TASK OBJECTIVE |
Can the data below be echoed back word for word?

PROVIDED DATA |
○ ○ ○ ○ ○ ○ ○

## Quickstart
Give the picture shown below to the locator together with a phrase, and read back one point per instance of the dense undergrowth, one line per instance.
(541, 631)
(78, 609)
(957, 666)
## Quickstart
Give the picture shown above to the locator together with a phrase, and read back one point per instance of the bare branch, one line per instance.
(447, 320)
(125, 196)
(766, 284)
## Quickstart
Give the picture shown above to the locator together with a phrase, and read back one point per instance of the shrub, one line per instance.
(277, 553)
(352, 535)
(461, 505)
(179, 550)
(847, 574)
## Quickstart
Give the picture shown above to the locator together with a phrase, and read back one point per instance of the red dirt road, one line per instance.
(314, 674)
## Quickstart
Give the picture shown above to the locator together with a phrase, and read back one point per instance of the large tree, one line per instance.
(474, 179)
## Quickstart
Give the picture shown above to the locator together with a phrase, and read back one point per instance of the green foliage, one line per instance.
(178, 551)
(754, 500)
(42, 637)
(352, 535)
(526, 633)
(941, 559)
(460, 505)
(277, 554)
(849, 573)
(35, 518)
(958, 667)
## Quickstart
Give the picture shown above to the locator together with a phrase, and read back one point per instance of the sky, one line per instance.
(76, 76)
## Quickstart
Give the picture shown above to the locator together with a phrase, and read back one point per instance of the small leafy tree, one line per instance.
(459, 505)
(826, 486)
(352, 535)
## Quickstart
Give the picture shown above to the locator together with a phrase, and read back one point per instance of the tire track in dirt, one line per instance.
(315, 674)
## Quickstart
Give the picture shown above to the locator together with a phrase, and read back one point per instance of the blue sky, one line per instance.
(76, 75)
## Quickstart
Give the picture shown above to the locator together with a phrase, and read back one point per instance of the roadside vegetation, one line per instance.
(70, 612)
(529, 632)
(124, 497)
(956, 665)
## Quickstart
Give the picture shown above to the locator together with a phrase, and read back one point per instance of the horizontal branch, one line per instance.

○ ○ ○ ○ ○ ○ ○

RESPONSE TO THIS TASK |
## Quickstart
Give the picture shown below to the locator together with a phrase, and read back one point per instance of the dense undergrowth, one line per instance.
(541, 631)
(78, 609)
(957, 666)
## Quickstart
Give the picture shown above to the locator together with a phrase, and read back one point per instance of the bare branch, one line per instance.
(447, 320)
(125, 196)
(766, 284)
## Quickstart
Give the picture shown above to the locator together with a phrase, and read back one point per instance of the shrub, one line per instance.
(277, 553)
(352, 535)
(461, 505)
(179, 550)
(847, 574)
## Quickstart
Give the picture shown above to the locator together with a phrase, and read back one point per instance of the red dirt road, one line per instance.
(314, 674)
## Quickstart
Give the picture shown above to the locator together with a phrase, and read back one point per instance of the large tree, one line per instance.
(474, 179)
## Quickstart
Give the picture shown above to the locator together with a phrase, and read back one point per instance of the green foliage, one line per instance.
(178, 551)
(754, 500)
(42, 637)
(352, 535)
(526, 633)
(941, 559)
(460, 505)
(277, 554)
(849, 573)
(35, 518)
(958, 667)
## Quickstart
Give the picture shown above to the locator together with a phrase, and read back one point per instance of the sky, one line per instance.
(76, 76)
## Quickstart
Give the picture shown above to the locator together with a phrase, and read back one point per instance of the small leafy tree, one line per instance.
(459, 505)
(826, 486)
(352, 535)
## Quickstart
Give the picture shown above to the locator together with a phrase, and read back one point per instance of the tire track in dirt, one line per instance.
(315, 674)
## Quickstart
Give the picture shown above to the locator together with a phrase, and read back one point per instance of the blue sky, one line per instance.
(76, 75)
## Quickstart
Give the picture shown above to the locator together with a phrase, and read back one point per instance of the roadside vegetation, one line per instance.
(70, 612)
(529, 632)
(124, 497)
(956, 665)
## Quickstart
Give the picture shown above to the locator together with a phrase, and read back one point per instance of the horizontal branch, one line per instance.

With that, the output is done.